Count every line in the data below where "texture" occurs, then state that number and nothing more.

--------------------------------

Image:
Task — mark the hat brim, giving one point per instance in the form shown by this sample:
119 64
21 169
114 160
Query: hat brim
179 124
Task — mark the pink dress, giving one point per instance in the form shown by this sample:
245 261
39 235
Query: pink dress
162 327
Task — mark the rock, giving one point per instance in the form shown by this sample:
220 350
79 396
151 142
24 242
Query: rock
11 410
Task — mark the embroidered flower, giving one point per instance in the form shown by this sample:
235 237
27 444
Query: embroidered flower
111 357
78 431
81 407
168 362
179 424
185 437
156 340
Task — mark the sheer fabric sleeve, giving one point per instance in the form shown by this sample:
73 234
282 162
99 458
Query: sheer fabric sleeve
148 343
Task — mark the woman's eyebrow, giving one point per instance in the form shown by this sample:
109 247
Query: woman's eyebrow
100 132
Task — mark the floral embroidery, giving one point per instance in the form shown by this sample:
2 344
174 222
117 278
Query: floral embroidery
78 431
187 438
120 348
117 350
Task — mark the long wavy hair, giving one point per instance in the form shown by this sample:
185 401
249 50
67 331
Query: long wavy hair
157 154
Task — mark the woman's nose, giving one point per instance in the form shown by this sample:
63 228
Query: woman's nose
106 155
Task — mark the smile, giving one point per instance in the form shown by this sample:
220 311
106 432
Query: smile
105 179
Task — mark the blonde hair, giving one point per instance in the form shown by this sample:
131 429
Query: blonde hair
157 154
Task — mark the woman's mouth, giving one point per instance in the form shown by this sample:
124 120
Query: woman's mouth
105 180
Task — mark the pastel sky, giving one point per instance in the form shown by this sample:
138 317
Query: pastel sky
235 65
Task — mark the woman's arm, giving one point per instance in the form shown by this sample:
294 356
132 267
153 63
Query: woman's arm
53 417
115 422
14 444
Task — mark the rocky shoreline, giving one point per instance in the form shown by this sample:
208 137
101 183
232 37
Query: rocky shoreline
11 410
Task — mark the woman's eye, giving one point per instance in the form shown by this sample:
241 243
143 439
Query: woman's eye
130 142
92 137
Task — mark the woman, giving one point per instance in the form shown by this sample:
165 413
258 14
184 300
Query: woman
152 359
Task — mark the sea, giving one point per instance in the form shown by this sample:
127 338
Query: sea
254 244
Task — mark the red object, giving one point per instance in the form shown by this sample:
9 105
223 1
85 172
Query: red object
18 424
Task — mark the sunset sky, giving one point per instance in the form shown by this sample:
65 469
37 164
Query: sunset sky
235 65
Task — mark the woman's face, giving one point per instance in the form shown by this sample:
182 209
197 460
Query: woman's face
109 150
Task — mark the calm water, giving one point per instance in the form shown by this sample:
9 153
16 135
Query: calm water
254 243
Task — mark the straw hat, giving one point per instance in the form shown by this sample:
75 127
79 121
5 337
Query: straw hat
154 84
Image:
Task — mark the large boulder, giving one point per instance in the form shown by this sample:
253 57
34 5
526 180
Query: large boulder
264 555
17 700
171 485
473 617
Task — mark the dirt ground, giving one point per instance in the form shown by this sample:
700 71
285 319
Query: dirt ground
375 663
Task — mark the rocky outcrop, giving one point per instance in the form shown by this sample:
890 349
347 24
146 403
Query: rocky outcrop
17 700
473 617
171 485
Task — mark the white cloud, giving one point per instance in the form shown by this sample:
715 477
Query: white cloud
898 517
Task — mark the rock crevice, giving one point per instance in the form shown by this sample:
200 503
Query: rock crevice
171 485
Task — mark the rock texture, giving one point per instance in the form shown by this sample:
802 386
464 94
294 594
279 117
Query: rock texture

--------------------------------

TASK SOLUTION:
2